_TEXTO FORNECIDO_
§

Terceirização e escravidão

 
João Alberto Wohlfart
Com a aprovação da Lei da Terceirização pelo congresso nacional fica sepultada a (CLT) Consolidação das Leis Trabalhistas e começa a entrar em vigor outra legislação sobre o trabalho. Trata-se de uma senhora de 74 anos brutalmente assassinada por homicídio doloso e que deixa órfãos milhões de trabalhadores e trabalhadoras de todo o país. Uma das mais importantes conquistas sociais do século XX é jogada na lata de lixo, como o foi a Constituição Federal de 1988, e entramos numa fase de precarização do trabalho e, consequentemente, numa nova forma de escravidão.
Os trabalhadores que entram no regime de terceirização não terão estabilidade no emprego, ficarão por muito tempo sem trabalho, não terão assegurado uma sistemática de trabalho que garanta descanso, férias, décimo terceiro salário, vinculação direta com a sua atividade etc. Talvez, um trabalhador terceirizado não terá mais uma referência social através da qual se identifica como sujeito social, na condição de se perceber a si mesmo como integrante de uma corporação, empresa ou instituição social. É muito provável que um dos resultados sociais da terceirização seja a produção de uma massa informe de trabalhadores sociais sem referência profissional e empresarial. A tendência é de que a rotatividade seja cada vez maior, resultando numa precarização do trabalho e numa desqualificação da atividade geral.
A Lei da Terceirização tem como razão de fundo uma antiga e sempre moderna antinomia capitalista. Trata-se da coisificação, desumanização e animalização do trabalhador pela ação exploradora do capital. E no atual sistema econômico neoliberal, este antagonismo sistêmico torna-se muito mais profundo e refinado. O sistema capitalista neoliberal somente sobrevive com a exploração sistemática da força do trabalho que, na sua atividade alienada, forma a substancialidade do capital. O atual estágio de superconcentração de renda é viabilizado através das múltiplas formas de precarização e exploração do trabalho humano que transferem para o grande capital a racionalidade, a humanidade e a dignidade do trabalho.
A escravidão é uma marca profunda que nunca foi superada no interior da sociedade brasileira. E junto com ela se constituem as formas de patriarcalismo, patrimonialismo, imperialismo, machismo etc. A Abolição da Escravatura, a Consolidação das Leis Trabalhistas, a Constituição Federal e cidadã de 1988 e outras conquistas significativas nunca apagaram esta chaga profunda. Esta é a razão fundamental pela qual a sociedade brasileira, formada por trabalhadores e por uma imensa base social atualmente massificada, nunca foi capaz de quebrar o domínio patriarcal da elite brasileira instalada há séculos no poder central em todos os poderes e esferas da República. Os que mandam no país legislam e fazem tudo em causa própria, enquanto o povo brasileiro legitima esta estrutura de domínio com o trabalho e com a consciência massificada.

§

(Entradas de um conjunto de dados)
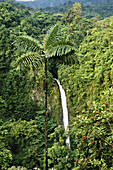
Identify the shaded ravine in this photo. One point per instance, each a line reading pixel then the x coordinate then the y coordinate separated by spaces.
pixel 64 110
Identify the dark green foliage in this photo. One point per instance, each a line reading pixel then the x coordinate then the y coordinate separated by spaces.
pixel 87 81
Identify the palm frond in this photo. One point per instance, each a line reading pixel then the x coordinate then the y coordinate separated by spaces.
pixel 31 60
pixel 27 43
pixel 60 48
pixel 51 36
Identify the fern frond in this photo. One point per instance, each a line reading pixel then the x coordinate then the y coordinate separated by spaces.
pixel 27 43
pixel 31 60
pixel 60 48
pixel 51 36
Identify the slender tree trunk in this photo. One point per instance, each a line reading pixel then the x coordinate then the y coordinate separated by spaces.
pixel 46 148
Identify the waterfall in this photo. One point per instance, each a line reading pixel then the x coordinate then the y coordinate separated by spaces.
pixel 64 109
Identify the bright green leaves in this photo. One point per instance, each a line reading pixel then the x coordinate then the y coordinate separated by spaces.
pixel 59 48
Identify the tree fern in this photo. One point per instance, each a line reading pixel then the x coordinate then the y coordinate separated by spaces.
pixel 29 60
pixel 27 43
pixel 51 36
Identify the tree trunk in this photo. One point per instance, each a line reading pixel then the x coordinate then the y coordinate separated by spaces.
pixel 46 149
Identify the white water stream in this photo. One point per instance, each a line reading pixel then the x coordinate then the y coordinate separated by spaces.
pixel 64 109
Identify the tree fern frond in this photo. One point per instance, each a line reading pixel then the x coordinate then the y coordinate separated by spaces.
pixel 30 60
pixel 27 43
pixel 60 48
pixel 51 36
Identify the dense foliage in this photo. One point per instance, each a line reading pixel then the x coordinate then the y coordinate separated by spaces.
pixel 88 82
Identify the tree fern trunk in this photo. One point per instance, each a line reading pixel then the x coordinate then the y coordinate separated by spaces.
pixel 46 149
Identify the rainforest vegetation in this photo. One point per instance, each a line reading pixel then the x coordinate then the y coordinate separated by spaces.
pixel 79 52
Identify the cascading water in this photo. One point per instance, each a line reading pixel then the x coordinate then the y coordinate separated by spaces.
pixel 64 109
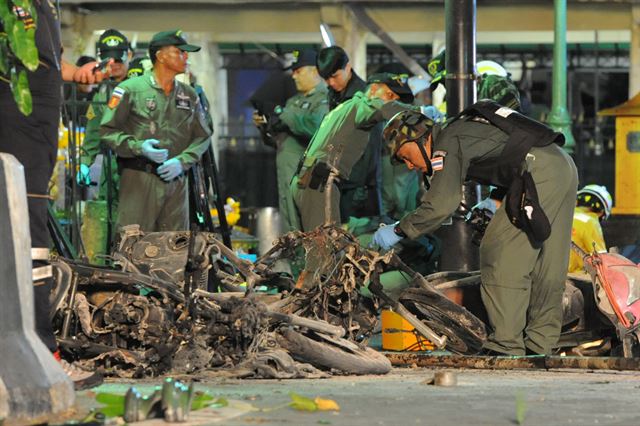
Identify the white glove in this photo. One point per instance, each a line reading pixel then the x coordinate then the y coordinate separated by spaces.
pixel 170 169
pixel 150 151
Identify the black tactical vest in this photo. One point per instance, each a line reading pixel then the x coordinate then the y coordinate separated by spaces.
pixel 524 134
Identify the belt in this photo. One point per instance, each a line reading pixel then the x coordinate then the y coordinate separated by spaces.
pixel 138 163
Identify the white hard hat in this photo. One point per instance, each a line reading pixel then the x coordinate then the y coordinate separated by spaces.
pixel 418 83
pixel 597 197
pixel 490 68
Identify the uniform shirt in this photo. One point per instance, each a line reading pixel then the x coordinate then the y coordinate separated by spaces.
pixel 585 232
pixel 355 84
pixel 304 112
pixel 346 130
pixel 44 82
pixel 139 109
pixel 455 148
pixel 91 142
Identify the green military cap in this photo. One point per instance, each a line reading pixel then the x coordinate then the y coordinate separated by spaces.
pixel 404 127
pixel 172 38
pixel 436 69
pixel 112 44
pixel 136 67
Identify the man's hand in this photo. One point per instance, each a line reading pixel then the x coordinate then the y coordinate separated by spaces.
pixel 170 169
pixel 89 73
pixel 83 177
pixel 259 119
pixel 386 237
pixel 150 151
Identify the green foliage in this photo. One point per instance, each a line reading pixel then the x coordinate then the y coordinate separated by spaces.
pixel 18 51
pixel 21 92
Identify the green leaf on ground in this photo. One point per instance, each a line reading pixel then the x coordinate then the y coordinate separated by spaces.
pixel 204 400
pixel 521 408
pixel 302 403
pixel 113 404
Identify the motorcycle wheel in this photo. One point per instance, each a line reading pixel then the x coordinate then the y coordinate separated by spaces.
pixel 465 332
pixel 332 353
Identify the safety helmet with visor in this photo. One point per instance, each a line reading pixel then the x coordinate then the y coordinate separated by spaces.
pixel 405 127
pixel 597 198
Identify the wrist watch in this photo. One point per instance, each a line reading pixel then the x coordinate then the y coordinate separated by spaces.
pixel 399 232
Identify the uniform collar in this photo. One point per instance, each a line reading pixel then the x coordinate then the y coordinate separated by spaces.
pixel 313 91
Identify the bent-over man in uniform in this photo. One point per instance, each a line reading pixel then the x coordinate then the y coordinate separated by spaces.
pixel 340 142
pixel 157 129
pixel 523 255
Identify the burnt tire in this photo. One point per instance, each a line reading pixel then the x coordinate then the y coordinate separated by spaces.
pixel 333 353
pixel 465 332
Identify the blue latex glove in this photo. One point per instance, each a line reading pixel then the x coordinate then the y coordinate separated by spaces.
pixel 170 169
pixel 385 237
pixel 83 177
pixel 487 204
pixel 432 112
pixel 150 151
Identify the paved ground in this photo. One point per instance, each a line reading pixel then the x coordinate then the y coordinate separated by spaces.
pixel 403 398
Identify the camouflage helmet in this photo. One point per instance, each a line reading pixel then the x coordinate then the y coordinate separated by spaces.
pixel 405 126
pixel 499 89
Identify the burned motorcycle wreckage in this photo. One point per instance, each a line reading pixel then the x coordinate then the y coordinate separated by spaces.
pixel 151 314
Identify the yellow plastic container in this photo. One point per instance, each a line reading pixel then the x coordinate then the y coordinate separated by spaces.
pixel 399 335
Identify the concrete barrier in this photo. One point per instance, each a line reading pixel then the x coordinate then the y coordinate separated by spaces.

§

_TAREFAS PROPOSTAS_
1 - De acordo com o texto sobre terceirização e escravidão, qual lei aprovada pelo congresso nacional sepulta a CLT?
2 - Transcreva, nas entradas, tudo desde a linha que contém "Identify the rainforest" até a linha que contém "pixel 113 404", com as duas incluídas. Deixe as imagens de fora da resposta.
O texto sobre terceirização e escravidão não tem relação com as entradas.

_RESPOSTAS POR TAREFA_
1 - A Lei da Terceirização.

2 -
Identify the rainforest vegetation in this photo. One point per instance, each a line reading pixel then the x coordinate then the y coordinate separated by spaces.
pixel 79 52
Identify the cascading water in this photo. One point per instance, each a line reading pixel then the x coordinate then the y coordinate separated by spaces.
pixel 64 109
Identify the white glove in this photo. One point per instance, each a line reading pixel then the x coordinate then the y coordinate separated by spaces.
pixel 170 169
pixel 150 151
Identify the black tactical vest in this photo. One point per instance, each a line reading pixel then the x coordinate then the y coordinate separated by spaces.
pixel 524 134
Identify the belt in this photo. One point per instance, each a line reading pixel then the x coordinate then the y coordinate separated by spaces.
pixel 138 163
Identify the white hard hat in this photo. One point per instance, each a line reading pixel then the x coordinate then the y coordinate separated by spaces.
pixel 418 83
pixel 597 197
pixel 490 68
Identify the uniform shirt in this photo. One point per instance, each a line reading pixel then the x coordinate then the y coordinate separated by spaces.
pixel 585 232
pixel 355 84
pixel 304 112
pixel 346 130
pixel 44 82
pixel 139 109
pixel 455 148
pixel 91 142
Identify the green military cap in this photo. One point per instance, each a line reading pixel then the x coordinate then the y coordinate separated by spaces.
pixel 404 127
pixel 172 38
pixel 436 69
pixel 112 44
pixel 136 67
Identify the man's hand in this photo. One point per instance, each a line reading pixel then the x coordinate then the y coordinate separated by spaces.
pixel 170 169
pixel 89 73
pixel 83 177
pixel 259 119
pixel 386 237
pixel 150 151
Identify the green foliage in this photo. One point per instance, each a line reading pixel then the x coordinate then the y coordinate separated by spaces.
pixel 18 51
pixel 21 92
Identify the green leaf on ground in this photo. One point per instance, each a line reading pixel then the x coordinate then the y coordinate separated by spaces.
pixel 204 400
pixel 521 408
pixel 302 403
pixel 113 404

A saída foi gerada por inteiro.